A Message From NASA’s Administrator

Date: July 23, 2010 12:20:48 PDT
Subject: Message from the Administrator

Point of contact: Michael Cabbage, Office of Communications,
NASA Headquarters, 202-358-1600


One-Year Anniversary Message from the Administrator

This week, Lori and I mark our one-year anniversary here at NASA as Administrator and Deputy Administrator. While I considered just letting this milestone pass without comment, I decided that the accomplishments of our NASA family over the past year needed to be recognized — and celebrated. The way in which each of you has met the tremendous challenges of this time has earned our deepest admiration and appreciation.

In spite of a number of challenges, over these past 12 months you have achieved exceptional things, for which you should all be proud. With the announcement of the National Space Policy last month, NASA is playing a crucial role in helping to move our country into the future by expanding human presence well beyond low Earth orbit, developing new capabilities never-before realized, creating vibrant careers for the young people of America and expanding knowledge and opportunity for all.

Through your dedication, skill, and personal sacrifice, the accomplishments just kept coming. While I can’t possibly mention all that our NASA-contractor team has achieved in recent months, I have chosen just a few that I’d like to highlight:

  • SOMD oversaw the launch of five shuttle missions to the International Space Station (one was on orbit as we took the oath). With these missions behind us, the ISS is now nearly 100% construction complete and ready to come into its full potential. This November, we celebrate the 10th anniversary of ISS habitation. The achievements of the ISS team were recognized this year with the team’s selection for the 2009 Robert J. Collier Trophy – a high honor from the National Aeronautic Association that puts us in the company of the boldest aviation and space pioneers.

= Data shown =
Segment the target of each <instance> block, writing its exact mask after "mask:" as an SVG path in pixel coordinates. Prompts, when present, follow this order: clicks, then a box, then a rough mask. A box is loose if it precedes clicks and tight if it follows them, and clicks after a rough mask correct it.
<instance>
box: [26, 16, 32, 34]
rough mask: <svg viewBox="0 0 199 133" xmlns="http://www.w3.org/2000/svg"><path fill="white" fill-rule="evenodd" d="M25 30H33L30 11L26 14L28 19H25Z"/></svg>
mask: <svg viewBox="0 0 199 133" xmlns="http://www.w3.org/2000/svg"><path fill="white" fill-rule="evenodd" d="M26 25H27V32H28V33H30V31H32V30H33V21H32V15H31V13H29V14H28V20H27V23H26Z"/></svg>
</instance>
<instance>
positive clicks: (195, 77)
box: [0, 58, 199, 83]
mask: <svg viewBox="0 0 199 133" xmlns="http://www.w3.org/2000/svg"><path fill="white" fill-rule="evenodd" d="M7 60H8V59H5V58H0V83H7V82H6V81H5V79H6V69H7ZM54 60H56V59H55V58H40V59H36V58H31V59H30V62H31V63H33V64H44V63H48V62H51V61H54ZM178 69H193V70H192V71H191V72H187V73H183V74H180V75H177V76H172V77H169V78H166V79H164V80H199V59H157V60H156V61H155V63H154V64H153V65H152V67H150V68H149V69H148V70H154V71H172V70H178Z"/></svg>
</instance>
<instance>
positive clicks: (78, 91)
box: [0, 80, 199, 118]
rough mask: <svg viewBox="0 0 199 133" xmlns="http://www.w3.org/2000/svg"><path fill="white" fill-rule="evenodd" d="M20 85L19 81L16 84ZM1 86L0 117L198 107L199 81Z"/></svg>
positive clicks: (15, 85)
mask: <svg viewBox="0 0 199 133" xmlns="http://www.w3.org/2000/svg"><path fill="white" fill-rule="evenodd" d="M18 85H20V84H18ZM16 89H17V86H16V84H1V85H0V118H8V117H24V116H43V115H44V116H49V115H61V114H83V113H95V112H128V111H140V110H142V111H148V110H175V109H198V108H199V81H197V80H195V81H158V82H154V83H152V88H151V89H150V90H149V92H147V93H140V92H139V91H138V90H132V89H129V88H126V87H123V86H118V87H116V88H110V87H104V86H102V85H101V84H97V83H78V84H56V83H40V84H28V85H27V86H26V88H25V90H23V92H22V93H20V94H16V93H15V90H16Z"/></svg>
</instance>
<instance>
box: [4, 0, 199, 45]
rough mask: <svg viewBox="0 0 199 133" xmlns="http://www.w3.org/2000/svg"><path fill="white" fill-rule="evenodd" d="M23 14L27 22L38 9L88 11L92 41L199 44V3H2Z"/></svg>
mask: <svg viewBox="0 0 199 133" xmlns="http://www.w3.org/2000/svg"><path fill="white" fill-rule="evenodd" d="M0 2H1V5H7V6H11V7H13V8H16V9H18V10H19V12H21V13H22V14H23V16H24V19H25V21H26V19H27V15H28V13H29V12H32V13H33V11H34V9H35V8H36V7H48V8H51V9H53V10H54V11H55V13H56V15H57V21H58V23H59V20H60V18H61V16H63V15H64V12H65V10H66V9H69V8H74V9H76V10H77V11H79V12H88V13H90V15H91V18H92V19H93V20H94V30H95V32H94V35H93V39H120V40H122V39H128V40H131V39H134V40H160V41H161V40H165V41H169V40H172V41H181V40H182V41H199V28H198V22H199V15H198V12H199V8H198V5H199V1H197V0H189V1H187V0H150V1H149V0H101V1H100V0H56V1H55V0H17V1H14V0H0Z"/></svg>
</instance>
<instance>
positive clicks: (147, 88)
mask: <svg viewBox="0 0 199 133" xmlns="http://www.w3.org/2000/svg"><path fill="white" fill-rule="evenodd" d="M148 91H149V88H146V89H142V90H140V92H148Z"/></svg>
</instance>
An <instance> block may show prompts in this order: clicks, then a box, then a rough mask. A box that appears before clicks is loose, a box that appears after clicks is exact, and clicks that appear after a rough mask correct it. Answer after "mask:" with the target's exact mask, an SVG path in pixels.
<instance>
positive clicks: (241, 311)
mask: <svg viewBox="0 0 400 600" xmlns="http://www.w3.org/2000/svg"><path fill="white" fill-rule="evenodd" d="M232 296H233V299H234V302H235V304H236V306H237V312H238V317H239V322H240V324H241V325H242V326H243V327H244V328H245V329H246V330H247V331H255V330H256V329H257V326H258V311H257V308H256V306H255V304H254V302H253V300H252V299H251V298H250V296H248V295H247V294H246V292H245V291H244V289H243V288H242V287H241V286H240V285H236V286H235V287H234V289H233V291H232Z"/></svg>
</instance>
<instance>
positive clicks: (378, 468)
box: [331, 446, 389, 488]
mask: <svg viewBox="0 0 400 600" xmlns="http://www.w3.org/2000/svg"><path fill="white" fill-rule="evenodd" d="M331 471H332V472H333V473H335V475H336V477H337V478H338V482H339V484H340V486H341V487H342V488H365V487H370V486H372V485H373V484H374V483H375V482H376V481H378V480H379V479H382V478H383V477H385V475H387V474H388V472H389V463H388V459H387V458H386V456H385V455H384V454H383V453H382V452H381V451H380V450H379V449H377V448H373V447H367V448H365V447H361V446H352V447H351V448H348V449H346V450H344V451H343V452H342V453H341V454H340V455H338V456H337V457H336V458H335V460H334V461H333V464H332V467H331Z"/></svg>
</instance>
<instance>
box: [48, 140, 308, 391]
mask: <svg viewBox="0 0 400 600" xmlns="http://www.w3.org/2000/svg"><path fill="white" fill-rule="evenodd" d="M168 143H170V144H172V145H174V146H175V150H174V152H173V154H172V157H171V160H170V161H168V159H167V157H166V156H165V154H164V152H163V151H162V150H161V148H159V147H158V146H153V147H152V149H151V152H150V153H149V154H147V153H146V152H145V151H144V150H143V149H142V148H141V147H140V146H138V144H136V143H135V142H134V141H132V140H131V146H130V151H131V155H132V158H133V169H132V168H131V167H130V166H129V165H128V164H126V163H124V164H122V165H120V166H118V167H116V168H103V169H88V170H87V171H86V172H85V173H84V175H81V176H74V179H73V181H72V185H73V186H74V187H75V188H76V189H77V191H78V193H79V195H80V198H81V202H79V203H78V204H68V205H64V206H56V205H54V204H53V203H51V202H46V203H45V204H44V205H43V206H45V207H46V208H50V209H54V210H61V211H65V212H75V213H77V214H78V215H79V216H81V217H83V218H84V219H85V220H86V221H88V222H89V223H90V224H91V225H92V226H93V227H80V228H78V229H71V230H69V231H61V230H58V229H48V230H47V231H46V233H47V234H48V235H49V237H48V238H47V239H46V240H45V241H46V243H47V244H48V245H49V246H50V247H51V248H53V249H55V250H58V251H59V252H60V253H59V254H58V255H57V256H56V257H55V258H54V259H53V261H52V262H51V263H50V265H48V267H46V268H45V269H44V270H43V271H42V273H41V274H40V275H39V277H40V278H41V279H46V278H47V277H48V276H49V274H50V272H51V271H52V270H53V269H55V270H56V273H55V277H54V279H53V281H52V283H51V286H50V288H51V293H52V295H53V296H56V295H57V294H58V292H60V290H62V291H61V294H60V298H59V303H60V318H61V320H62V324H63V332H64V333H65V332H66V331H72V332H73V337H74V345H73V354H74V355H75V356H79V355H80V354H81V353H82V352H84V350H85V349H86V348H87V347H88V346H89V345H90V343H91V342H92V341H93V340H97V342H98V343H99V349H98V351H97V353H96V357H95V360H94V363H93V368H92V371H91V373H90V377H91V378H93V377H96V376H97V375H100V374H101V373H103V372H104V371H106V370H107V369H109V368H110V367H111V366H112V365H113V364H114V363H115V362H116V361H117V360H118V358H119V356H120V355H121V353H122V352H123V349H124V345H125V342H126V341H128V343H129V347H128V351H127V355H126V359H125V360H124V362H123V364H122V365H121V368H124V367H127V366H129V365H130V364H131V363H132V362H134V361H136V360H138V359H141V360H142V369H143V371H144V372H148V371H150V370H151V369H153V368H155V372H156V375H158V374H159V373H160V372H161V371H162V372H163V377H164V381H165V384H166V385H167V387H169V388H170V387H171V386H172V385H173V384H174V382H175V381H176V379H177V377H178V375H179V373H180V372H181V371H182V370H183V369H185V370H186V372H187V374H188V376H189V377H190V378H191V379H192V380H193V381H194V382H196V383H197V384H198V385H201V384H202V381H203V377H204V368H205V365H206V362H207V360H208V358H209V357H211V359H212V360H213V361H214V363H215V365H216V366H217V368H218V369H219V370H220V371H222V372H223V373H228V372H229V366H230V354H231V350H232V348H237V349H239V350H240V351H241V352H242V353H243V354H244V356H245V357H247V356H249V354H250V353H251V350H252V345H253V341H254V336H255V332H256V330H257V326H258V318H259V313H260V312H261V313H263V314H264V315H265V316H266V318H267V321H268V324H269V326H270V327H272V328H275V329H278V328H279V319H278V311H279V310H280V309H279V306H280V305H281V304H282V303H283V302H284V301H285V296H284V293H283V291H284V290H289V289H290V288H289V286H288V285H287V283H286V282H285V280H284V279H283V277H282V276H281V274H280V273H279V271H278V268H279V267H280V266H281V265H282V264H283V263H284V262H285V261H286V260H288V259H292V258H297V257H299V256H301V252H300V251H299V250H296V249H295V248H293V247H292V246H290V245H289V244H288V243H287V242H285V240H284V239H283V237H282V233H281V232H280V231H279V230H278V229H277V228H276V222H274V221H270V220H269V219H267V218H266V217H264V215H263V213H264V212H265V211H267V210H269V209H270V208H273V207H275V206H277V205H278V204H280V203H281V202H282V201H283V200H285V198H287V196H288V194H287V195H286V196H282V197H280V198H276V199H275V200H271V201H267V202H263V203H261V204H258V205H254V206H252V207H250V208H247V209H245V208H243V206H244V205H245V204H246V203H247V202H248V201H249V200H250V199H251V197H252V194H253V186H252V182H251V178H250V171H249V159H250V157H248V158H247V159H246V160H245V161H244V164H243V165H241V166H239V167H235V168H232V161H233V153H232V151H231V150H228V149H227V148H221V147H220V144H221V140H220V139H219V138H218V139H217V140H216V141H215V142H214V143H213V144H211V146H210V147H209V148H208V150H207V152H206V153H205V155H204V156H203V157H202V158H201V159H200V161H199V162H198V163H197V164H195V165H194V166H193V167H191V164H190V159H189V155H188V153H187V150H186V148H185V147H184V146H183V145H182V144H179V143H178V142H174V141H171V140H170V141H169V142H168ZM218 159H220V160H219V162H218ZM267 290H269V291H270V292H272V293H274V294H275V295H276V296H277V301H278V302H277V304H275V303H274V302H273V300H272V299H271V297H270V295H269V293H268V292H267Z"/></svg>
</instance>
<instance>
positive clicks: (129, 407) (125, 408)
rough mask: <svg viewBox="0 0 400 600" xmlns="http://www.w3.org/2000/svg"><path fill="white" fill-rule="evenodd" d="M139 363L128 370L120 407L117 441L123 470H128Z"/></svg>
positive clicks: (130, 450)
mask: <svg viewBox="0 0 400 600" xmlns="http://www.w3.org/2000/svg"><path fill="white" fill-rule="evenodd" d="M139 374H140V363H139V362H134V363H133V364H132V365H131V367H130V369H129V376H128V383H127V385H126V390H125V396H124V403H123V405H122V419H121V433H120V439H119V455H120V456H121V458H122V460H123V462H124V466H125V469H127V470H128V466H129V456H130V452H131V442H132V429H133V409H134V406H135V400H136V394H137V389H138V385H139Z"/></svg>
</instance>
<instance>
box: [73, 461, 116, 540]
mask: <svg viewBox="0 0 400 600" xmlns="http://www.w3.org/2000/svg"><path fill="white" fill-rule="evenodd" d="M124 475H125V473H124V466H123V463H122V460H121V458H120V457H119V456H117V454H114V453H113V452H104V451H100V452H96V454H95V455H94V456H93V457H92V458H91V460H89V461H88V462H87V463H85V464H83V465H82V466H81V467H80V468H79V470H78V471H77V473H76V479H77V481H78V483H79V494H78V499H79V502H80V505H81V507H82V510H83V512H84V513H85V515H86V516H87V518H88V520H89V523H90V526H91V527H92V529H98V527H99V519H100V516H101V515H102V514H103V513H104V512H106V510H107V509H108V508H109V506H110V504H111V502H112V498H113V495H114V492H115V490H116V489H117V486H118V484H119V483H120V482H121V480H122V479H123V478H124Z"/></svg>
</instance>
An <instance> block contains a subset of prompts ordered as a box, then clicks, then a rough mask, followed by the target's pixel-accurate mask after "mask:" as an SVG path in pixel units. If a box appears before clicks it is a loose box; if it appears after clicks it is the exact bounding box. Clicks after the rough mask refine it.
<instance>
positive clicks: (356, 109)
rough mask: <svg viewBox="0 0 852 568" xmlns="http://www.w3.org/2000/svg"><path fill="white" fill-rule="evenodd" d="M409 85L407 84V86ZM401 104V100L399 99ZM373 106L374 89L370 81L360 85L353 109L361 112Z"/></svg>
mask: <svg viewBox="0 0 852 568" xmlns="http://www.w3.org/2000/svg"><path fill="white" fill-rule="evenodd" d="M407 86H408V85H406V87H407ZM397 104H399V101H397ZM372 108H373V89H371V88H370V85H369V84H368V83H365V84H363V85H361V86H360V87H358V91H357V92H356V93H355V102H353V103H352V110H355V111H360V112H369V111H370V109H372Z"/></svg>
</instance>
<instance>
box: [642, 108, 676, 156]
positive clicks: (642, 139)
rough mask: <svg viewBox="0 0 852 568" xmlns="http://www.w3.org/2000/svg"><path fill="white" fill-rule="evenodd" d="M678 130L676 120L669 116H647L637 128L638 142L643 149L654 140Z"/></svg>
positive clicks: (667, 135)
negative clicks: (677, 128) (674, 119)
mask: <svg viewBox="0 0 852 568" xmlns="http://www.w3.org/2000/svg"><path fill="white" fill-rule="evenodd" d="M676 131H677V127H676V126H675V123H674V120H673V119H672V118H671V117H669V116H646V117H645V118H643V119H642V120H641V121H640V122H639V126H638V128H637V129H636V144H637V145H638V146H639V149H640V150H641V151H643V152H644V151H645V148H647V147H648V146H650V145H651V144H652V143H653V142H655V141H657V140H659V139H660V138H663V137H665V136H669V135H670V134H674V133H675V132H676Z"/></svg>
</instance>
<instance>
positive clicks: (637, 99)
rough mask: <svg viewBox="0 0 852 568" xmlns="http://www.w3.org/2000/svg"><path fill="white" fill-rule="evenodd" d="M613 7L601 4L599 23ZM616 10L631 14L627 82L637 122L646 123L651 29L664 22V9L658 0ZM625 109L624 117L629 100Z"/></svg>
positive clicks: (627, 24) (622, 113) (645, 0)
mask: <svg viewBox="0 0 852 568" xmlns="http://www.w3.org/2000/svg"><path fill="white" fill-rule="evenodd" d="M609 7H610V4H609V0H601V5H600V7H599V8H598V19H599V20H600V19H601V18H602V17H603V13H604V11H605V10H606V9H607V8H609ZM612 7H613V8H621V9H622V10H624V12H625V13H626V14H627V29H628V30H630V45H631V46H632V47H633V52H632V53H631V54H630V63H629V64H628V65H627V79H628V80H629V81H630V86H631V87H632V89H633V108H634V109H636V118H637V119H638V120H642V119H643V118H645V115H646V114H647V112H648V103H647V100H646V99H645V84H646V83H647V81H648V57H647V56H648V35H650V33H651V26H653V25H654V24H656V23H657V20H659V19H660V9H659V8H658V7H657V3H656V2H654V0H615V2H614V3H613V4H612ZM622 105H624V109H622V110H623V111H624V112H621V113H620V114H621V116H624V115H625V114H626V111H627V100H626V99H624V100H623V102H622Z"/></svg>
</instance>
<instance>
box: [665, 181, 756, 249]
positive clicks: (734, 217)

= Work request 1 =
According to the administrator's anniversary message, what honor did the ISS team receive this year?
= Work request 2 =
Rewrite the paragraph of the administrator's anniversary message that begins "In spite of a number of challenges" in a shorter form, keeping its main facts.

= Answer box 1 =
The team was selected for the 2009 Robert J. Collier Trophy from the National Aeronautic Association.

= Answer box 2 =
Despite challenges, the NASA family achieved exceptional things over the past 12 months. With the National Space Policy announced last month, NASA is helping move the country forward in four ways:
- expanding human presence well beyond low Earth orbit
- developing new capabilities
- creating careers for America's young people
- expanding knowledge and opportunity for all